DEINE AUFGABE: Gib sämtliche Zeilen der folgenden Einträge als JSON-Liste von Zeichenketten aus, mit einer Zeichenkette pro Zeile und ohne Leerzeilen. Die Bilder lässt du in der Ausgabe weg.

BEREITGESTELLTES MATERIAL:

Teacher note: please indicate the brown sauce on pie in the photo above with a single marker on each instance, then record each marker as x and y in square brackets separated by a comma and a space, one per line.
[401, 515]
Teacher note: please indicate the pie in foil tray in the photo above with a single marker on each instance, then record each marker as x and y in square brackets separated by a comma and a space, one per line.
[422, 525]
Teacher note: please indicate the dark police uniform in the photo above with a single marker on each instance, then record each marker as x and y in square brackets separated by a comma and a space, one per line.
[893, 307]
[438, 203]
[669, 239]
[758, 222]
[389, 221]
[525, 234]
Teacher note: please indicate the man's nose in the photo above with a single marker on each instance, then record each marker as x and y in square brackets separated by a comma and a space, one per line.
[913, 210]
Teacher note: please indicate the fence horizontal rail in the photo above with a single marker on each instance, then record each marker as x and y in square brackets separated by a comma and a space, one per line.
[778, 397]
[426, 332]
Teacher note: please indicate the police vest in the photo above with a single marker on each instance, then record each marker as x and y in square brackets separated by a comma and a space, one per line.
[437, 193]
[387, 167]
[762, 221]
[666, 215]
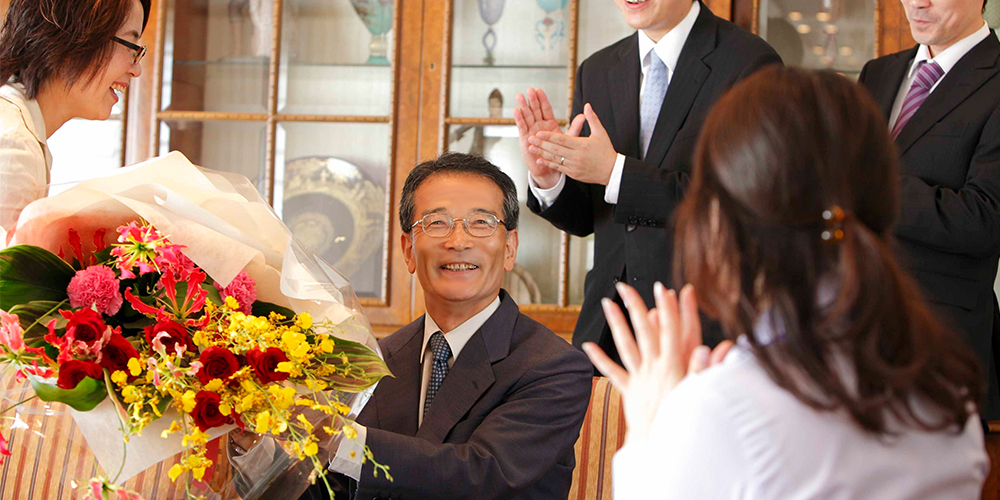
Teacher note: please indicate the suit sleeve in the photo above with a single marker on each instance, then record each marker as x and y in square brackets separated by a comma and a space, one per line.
[573, 210]
[515, 446]
[652, 193]
[965, 220]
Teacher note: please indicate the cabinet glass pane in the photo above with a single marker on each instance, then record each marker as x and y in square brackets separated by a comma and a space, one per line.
[535, 278]
[507, 46]
[216, 55]
[601, 24]
[228, 146]
[831, 34]
[84, 149]
[581, 261]
[336, 58]
[330, 189]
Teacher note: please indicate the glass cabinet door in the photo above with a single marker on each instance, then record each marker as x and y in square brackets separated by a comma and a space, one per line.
[829, 34]
[299, 97]
[496, 50]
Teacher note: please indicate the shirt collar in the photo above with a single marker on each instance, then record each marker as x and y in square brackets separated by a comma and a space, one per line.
[668, 49]
[460, 336]
[30, 111]
[950, 56]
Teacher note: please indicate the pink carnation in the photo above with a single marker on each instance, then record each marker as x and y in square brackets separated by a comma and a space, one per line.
[243, 289]
[95, 286]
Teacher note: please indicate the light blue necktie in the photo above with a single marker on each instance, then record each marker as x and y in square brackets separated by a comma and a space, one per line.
[442, 351]
[652, 99]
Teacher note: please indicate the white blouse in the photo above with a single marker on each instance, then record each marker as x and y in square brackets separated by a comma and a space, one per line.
[25, 160]
[731, 433]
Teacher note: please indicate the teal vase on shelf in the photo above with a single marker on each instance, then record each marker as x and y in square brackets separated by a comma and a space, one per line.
[377, 16]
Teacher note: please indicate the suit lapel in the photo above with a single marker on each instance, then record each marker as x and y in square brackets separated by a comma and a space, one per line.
[895, 71]
[472, 373]
[623, 80]
[397, 398]
[687, 80]
[970, 73]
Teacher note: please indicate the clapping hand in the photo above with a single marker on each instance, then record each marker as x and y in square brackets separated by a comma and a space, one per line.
[667, 346]
[532, 115]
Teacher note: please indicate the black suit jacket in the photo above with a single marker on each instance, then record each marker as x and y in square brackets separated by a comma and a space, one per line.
[948, 235]
[636, 236]
[503, 423]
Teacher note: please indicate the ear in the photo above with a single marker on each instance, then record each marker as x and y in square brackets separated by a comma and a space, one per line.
[510, 251]
[406, 240]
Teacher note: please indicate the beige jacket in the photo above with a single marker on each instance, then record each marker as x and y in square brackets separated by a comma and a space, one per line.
[25, 160]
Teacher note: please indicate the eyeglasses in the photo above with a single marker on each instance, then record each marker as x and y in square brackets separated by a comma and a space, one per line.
[137, 50]
[440, 225]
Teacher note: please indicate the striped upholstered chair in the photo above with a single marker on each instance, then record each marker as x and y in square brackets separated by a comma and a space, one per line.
[602, 434]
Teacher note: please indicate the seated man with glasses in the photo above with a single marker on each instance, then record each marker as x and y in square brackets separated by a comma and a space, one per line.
[484, 402]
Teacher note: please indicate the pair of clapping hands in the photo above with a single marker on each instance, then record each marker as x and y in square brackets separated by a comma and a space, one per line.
[666, 348]
[548, 152]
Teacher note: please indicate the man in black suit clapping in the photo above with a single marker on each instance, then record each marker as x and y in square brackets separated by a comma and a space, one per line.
[623, 164]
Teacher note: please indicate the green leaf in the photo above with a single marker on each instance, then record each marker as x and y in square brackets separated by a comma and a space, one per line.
[362, 370]
[87, 394]
[261, 308]
[39, 313]
[30, 273]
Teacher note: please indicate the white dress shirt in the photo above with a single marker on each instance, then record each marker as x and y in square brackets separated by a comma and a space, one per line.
[668, 49]
[349, 453]
[25, 160]
[730, 432]
[946, 59]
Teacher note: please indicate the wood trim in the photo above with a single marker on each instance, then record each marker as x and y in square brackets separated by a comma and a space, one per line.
[273, 71]
[335, 118]
[892, 28]
[210, 116]
[157, 83]
[448, 120]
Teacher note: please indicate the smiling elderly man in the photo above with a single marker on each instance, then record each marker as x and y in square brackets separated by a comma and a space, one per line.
[485, 403]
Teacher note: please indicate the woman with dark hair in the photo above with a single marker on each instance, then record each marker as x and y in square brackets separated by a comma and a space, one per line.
[841, 384]
[59, 59]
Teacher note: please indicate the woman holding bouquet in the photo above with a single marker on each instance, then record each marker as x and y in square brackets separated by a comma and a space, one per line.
[842, 384]
[59, 59]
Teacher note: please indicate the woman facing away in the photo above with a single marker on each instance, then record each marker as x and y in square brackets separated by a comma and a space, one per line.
[59, 59]
[841, 384]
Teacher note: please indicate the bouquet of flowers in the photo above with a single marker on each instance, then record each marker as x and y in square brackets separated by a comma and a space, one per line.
[174, 338]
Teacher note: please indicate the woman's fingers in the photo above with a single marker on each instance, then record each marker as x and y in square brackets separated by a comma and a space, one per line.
[624, 341]
[646, 338]
[615, 373]
[720, 351]
[690, 322]
[699, 359]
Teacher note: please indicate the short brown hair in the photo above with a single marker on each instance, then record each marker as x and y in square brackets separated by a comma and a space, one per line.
[850, 330]
[41, 39]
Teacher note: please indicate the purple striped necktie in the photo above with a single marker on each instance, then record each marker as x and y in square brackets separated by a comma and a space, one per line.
[927, 75]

LÖSUNG:
[
  "Teacher note: please indicate the brown sauce on pie in the photo above with a single marker on each instance, then record each marker as x and y in square brackets separated by a comma and a space, one per line.",
  "[401, 515]",
  "Teacher note: please indicate the pie in foil tray in the photo above with a single marker on each instance, then record each marker as x and y in square brackets separated by a comma and a space, one per line.",
  "[422, 525]",
  "Teacher note: please indicate the dark police uniform in the photo above with a single marker on each instance, then record each marker as x and y in square brackets separated by a comma and a space, one per line.",
  "[893, 307]",
  "[438, 203]",
  "[669, 239]",
  "[758, 222]",
  "[389, 221]",
  "[525, 234]",
  "Teacher note: please indicate the man's nose in the photo above with a single marker on each instance, then record each marker as x and y in square brackets separated by a comma and a space, one per line.",
  "[913, 210]",
  "Teacher note: please indicate the fence horizontal rail in the photo above with a single marker on each instance, then record each marker as x and y in square brackets separated by a comma and a space, one per line.",
  "[778, 397]",
  "[426, 332]",
  "Teacher note: please indicate the police vest in the photo above with a single marker on each instance, then record each marker as x and y in square brackets separated by a comma and a space, one per line.",
  "[437, 193]",
  "[387, 167]",
  "[762, 221]",
  "[666, 215]",
  "Teacher note: please indicate the suit sleeve in the photo above with a single marker on each instance, then record each marker as x and y in square brackets separated by a comma and a space, one per line.",
  "[573, 210]",
  "[515, 446]",
  "[652, 193]",
  "[965, 220]",
  "Teacher note: please indicate the cabinet glass pane in the photo above with a single marker on each instance, then record each marker as x and y in square brackets separated by a comma and a space, one per line.",
  "[535, 278]",
  "[507, 46]",
  "[216, 55]",
  "[601, 24]",
  "[228, 146]",
  "[831, 34]",
  "[84, 149]",
  "[581, 261]",
  "[336, 58]",
  "[330, 189]",
  "Teacher note: please indicate the glass cabinet door in the photo above with a single marker on each instance, then record each marker as x and y in square brackets separated by a comma and a space, one per line.",
  "[829, 34]",
  "[299, 97]",
  "[496, 50]",
  "Teacher note: please indicate the shirt collar in the photo above with a single marker on each instance, then record each marker as x and y in square brackets separated by a comma and a space, one per line.",
  "[668, 49]",
  "[460, 336]",
  "[30, 111]",
  "[950, 56]",
  "Teacher note: please indicate the pink carnation in the photo above with a single marker on each instance, then record each marker as x and y in square brackets separated by a comma and a space, one per line.",
  "[243, 289]",
  "[95, 286]",
  "Teacher note: please indicate the light blue necktie in the photo above with a single marker on each instance, then record each marker as x and y in square brackets separated by a comma and a space, one per line.",
  "[442, 351]",
  "[652, 99]",
  "Teacher note: please indicate the white blouse in the photo above with a single marker on each instance, then record each marker as x and y in square brackets separated by a comma and a space, one per line.",
  "[25, 160]",
  "[731, 433]",
  "Teacher note: please indicate the teal vase on shelf in the photo above with a single marker on each instance, then record each marker as x and y in square brackets separated by a comma and a space, one per line.",
  "[377, 16]",
  "Teacher note: please indicate the suit lapel in the photo above with a single marker on each instance, then record each marker as x and y in square brackets separated by a comma and a space, one per line.",
  "[895, 71]",
  "[472, 373]",
  "[623, 80]",
  "[397, 398]",
  "[687, 80]",
  "[970, 73]",
  "Teacher note: please indicate the clapping hand in the photo above with a single marker on each instance, then record each marker as x and y in square brackets separated by a comma and a space, one per line.",
  "[667, 346]",
  "[532, 115]",
  "Teacher note: please indicate the black suit jacket in the photo above with a single marker on each instance, then record each marker as x and y in square brackets separated by a comma and a space, one per line.",
  "[948, 235]",
  "[636, 236]",
  "[503, 423]",
  "Teacher note: please indicate the ear in the photo above with a single marker on each instance, then record each marker as x and y in square brackets separated by a comma and a space, one per line.",
  "[510, 251]",
  "[406, 240]",
  "Teacher note: please indicate the beige jacket in the photo above with a single marker on each instance, then record each marker as x and y in square brackets separated by a comma and a space, one per line.",
  "[25, 160]",
  "Teacher note: please indicate the eyeglasses in the photo above with a single marker on each instance, then record each marker as x and y in square brackets separated by a comma and a space, one per line.",
  "[137, 50]",
  "[440, 225]",
  "Teacher note: please indicate the striped upholstered chair in the photo above with a single marker on each instance, then record each marker as x and y in square brackets separated by a comma and a space, one per line.",
  "[602, 434]",
  "Teacher note: please indicate the seated man with glasses in the photo above with a single marker on each instance, then record each marker as x and y in square brackets separated by a comma and a space, one per line.",
  "[484, 402]",
  "Teacher note: please indicate the pair of clapping hands in the photo above with a single marker on each instance, then record each marker as x and y in square brackets separated by a comma and a space, one per line.",
  "[666, 348]",
  "[548, 152]",
  "Teacher note: please indicate the man in black suit clapping in the photo above with a single marker on each instance, then record each marker as x and y in square brackets separated by a comma and a space, one per line.",
  "[623, 164]",
  "Teacher note: please indicate the green leaf in the photo above with a single marker on each instance, then record each marker as x and y in square brackets separated by a comma and a space, one per line.",
  "[362, 370]",
  "[87, 394]",
  "[261, 308]",
  "[39, 313]",
  "[30, 273]",
  "Teacher note: please indicate the white dress shirt in the photo above with a single marker on each instance, then record each marker as x and y in square brackets separated by a comma and a space, one per line.",
  "[668, 49]",
  "[349, 453]",
  "[25, 160]",
  "[730, 432]",
  "[946, 59]",
  "Teacher note: please indicate the wood trim in the photo above with a single marker on each instance, then record each marker as x and y in square brackets separated by a comma and a space, one per line.",
  "[273, 71]",
  "[335, 118]",
  "[892, 28]",
  "[210, 116]",
  "[157, 83]",
  "[448, 120]",
  "Teacher note: please indicate the smiling elderly man in the photo above with a single marker on each instance, then record each marker as x and y in square brackets separated by a comma and a space, one per line.",
  "[485, 403]",
  "Teacher note: please indicate the woman with dark hair in the photo above with a single marker on each instance, then record each marker as x and y in square brackets separated by a comma and a space, one per line.",
  "[841, 384]",
  "[59, 59]",
  "Teacher note: please indicate the woman holding bouquet in the photo above with a single marker on each instance, then record each marker as x and y in square brackets separated by a comma and a space, one per line.",
  "[842, 384]",
  "[59, 59]",
  "Teacher note: please indicate the woman facing away in the photo above with a single marker on each instance, then record each marker as x and y in square brackets separated by a comma and a space, one per line.",
  "[59, 59]",
  "[841, 384]",
  "Teacher note: please indicate the bouquet of flowers in the photo above with a single marker on each instance, then record each marker as x and y in square brackets separated by a comma and a space, one per line.",
  "[174, 338]",
  "Teacher note: please indicate the woman's fingers in the photo above with a single marker on each instance, then record each marker as x and y in square brackets separated by a comma and a space, one per line.",
  "[624, 341]",
  "[646, 338]",
  "[615, 373]",
  "[720, 351]",
  "[690, 322]",
  "[699, 359]",
  "Teacher note: please indicate the short brown hair in the photo above with a single marker on each instance, then record each marker as x and y in square brackets separated by a comma and a space, one per line.",
  "[850, 330]",
  "[41, 39]",
  "Teacher note: please indicate the purple striped necktie in the photo above with a single marker on each instance, then record each marker as x and y in square brackets separated by a comma and a space, one per line.",
  "[927, 75]"
]